== Segment start ==
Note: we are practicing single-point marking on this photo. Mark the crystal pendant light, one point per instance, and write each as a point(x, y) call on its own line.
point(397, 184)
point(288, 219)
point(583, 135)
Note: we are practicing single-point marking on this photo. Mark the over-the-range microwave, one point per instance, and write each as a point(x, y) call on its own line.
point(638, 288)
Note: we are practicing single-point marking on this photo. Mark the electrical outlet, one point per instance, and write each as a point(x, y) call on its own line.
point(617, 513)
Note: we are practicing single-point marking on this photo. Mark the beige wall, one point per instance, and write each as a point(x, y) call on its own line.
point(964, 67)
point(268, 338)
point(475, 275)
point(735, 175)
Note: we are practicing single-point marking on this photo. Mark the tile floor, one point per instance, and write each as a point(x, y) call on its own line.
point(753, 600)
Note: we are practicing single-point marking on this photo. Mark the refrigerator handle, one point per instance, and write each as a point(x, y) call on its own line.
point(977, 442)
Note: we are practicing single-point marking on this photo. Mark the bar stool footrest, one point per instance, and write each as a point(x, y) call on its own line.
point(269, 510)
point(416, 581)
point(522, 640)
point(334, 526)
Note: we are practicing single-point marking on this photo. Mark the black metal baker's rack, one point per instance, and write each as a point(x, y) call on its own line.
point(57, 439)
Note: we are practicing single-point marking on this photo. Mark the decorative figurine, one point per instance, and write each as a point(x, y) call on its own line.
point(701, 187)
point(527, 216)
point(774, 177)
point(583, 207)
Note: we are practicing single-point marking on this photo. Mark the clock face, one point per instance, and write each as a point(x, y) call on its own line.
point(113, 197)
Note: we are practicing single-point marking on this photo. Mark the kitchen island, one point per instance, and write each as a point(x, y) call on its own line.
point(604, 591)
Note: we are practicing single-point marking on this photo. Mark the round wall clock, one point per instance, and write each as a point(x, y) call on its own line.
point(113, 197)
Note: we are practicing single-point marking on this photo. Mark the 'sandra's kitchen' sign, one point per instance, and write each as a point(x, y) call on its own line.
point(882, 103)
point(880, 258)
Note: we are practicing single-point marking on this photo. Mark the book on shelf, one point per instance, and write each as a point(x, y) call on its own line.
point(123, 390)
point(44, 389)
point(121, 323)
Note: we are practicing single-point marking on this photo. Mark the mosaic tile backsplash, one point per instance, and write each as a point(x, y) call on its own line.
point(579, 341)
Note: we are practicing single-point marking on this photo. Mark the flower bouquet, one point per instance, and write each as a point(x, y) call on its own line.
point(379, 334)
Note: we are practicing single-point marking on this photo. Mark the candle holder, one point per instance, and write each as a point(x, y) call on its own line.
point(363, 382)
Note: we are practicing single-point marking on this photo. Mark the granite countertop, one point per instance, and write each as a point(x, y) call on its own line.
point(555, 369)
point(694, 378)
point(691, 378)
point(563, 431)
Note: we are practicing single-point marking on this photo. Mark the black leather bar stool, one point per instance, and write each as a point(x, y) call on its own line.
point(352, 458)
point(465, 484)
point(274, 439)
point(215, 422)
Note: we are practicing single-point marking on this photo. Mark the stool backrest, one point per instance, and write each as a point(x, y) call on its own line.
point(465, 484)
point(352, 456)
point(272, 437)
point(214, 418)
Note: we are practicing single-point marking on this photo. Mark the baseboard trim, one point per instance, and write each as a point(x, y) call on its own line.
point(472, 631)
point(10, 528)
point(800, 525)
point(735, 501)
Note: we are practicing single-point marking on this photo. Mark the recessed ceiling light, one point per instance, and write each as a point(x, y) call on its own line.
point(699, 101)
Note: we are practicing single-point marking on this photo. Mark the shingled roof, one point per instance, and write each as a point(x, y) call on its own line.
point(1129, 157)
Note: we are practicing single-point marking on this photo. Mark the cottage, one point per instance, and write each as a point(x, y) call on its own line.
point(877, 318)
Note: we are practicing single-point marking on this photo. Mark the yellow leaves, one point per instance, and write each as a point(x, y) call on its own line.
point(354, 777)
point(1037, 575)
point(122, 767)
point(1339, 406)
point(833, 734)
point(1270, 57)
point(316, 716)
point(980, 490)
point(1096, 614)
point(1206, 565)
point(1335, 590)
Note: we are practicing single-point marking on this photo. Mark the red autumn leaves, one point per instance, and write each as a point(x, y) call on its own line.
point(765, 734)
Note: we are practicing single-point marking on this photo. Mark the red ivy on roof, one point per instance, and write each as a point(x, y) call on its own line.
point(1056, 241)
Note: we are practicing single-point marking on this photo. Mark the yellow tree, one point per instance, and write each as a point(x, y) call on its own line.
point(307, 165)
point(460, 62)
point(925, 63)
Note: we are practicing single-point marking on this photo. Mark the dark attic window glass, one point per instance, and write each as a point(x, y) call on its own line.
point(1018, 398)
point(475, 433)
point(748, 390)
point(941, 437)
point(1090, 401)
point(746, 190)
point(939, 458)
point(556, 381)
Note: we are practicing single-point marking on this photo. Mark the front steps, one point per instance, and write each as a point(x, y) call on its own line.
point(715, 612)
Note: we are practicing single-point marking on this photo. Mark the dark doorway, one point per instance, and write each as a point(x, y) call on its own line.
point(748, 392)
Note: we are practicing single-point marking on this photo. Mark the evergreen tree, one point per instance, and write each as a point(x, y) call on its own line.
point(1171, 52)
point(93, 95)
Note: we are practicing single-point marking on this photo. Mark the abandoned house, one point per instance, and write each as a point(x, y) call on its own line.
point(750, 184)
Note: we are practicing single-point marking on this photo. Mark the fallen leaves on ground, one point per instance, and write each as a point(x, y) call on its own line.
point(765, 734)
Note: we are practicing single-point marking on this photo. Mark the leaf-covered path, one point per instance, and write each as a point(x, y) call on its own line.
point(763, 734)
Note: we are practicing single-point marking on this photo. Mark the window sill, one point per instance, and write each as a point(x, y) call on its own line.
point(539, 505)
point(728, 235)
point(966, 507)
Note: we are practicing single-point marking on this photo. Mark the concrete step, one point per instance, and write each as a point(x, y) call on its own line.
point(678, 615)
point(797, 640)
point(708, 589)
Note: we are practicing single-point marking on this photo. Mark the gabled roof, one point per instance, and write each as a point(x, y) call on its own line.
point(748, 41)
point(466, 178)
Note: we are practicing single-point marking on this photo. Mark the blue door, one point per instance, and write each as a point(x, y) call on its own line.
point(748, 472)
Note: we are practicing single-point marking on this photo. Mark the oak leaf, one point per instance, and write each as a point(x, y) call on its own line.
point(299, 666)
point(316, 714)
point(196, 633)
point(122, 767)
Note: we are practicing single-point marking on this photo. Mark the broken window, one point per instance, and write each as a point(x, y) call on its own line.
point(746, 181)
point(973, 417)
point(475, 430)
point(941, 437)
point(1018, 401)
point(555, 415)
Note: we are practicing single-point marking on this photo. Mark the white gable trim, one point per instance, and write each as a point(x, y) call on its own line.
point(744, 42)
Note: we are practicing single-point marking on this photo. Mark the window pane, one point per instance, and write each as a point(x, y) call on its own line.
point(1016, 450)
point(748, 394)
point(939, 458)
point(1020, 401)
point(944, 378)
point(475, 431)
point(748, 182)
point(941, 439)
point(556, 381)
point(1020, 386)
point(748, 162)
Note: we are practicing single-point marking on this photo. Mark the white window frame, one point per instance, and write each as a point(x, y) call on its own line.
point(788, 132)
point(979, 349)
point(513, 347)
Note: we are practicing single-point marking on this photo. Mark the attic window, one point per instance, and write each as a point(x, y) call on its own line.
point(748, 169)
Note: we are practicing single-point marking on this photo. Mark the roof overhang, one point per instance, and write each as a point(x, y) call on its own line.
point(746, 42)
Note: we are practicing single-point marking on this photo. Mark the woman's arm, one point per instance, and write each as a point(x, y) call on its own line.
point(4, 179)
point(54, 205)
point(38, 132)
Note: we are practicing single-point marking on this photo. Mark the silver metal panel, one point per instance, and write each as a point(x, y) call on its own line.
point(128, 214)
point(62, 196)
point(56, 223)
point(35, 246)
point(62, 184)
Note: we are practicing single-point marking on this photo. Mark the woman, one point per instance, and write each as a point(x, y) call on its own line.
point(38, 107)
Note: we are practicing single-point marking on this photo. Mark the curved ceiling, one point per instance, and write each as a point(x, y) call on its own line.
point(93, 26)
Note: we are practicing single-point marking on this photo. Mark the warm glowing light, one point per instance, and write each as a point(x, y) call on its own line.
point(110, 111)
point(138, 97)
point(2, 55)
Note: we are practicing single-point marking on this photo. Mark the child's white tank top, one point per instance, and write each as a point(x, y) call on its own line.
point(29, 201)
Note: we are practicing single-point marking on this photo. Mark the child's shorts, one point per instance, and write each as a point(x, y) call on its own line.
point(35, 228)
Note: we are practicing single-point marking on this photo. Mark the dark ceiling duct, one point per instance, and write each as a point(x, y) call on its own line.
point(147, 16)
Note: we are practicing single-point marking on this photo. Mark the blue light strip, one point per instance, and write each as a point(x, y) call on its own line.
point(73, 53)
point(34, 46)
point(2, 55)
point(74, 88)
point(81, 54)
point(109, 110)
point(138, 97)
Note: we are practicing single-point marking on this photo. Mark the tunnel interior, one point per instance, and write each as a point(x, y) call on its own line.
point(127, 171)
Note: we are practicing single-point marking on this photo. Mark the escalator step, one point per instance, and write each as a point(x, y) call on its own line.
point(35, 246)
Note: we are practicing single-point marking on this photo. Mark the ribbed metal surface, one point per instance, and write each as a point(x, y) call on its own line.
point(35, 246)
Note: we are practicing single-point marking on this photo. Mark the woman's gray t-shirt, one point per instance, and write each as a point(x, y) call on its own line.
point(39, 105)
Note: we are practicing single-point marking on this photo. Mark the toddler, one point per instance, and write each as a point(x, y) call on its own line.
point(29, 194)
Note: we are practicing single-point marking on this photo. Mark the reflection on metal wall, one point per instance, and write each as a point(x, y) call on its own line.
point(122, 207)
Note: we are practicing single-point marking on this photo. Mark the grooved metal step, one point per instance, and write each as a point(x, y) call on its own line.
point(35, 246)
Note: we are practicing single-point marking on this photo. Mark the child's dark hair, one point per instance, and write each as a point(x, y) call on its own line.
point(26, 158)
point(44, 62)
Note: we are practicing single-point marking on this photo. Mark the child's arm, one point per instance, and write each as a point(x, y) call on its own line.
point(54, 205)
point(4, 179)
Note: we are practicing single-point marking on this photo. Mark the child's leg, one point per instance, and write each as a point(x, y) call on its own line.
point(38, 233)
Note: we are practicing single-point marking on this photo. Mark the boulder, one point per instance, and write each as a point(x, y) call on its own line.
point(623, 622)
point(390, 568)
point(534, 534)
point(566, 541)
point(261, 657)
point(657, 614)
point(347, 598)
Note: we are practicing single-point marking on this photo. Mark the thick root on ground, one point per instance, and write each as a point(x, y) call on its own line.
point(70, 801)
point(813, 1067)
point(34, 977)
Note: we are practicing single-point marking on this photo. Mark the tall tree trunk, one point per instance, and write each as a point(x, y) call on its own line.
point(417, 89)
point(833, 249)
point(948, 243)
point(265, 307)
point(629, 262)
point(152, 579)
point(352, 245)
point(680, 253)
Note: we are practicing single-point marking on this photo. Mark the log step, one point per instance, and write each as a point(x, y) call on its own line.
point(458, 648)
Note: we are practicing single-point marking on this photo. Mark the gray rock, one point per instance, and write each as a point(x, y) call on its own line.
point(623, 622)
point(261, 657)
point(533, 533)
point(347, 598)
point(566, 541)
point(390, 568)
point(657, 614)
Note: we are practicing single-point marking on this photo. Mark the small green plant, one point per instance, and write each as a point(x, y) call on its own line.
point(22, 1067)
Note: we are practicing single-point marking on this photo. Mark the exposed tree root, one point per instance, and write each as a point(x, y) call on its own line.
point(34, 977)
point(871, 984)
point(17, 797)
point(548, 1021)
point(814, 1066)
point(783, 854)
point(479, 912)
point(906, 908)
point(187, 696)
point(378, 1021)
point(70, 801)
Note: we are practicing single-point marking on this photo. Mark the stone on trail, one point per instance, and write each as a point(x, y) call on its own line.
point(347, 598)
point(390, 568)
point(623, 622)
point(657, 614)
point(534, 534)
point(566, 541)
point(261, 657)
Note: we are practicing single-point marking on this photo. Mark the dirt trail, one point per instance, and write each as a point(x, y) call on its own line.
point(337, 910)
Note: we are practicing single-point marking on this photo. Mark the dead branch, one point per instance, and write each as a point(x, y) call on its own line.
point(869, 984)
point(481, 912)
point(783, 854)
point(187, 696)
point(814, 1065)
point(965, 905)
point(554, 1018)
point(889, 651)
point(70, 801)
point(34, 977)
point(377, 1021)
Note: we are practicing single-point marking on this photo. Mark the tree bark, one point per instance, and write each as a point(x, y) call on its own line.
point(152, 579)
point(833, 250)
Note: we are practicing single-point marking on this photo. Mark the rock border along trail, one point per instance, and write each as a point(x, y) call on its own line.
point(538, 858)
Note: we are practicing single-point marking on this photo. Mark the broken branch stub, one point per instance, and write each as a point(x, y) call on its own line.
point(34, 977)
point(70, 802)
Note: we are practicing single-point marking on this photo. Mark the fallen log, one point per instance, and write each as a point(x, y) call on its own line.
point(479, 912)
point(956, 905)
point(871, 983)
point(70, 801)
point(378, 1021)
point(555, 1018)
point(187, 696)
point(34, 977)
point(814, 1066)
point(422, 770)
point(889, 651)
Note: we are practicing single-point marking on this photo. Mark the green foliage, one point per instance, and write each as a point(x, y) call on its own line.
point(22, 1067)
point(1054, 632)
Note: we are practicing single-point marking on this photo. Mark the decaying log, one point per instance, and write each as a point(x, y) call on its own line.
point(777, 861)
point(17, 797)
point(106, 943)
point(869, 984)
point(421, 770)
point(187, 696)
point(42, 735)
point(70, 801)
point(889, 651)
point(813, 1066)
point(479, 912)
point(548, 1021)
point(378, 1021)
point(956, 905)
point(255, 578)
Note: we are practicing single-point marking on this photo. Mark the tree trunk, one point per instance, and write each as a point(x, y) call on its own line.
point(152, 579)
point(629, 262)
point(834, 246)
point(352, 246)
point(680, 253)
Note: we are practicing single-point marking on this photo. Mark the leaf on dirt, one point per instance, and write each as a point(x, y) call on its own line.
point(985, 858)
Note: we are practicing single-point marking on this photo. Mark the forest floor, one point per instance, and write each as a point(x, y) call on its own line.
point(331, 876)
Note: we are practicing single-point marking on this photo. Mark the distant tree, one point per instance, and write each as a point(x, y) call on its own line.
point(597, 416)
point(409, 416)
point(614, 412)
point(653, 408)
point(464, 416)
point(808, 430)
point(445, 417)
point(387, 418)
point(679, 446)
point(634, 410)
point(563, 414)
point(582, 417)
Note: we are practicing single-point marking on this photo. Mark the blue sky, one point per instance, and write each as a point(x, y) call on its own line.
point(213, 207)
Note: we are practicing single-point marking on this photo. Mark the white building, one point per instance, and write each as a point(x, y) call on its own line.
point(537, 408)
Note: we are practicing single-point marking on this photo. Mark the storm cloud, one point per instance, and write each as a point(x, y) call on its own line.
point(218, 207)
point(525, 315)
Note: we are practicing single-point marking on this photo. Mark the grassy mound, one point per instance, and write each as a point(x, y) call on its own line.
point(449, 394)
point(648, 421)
== Segment end ==
THE TASK —
Copy from the line with "Mark the grassy" to the final line of the records, inclusive, and add nothing else.

EXPECTED ANSWER —
Note: we are practicing single-point marking on this photo. Mark the grassy mound, one point per instance, and write each as a point(x, y) call on its own line.
point(449, 394)
point(648, 421)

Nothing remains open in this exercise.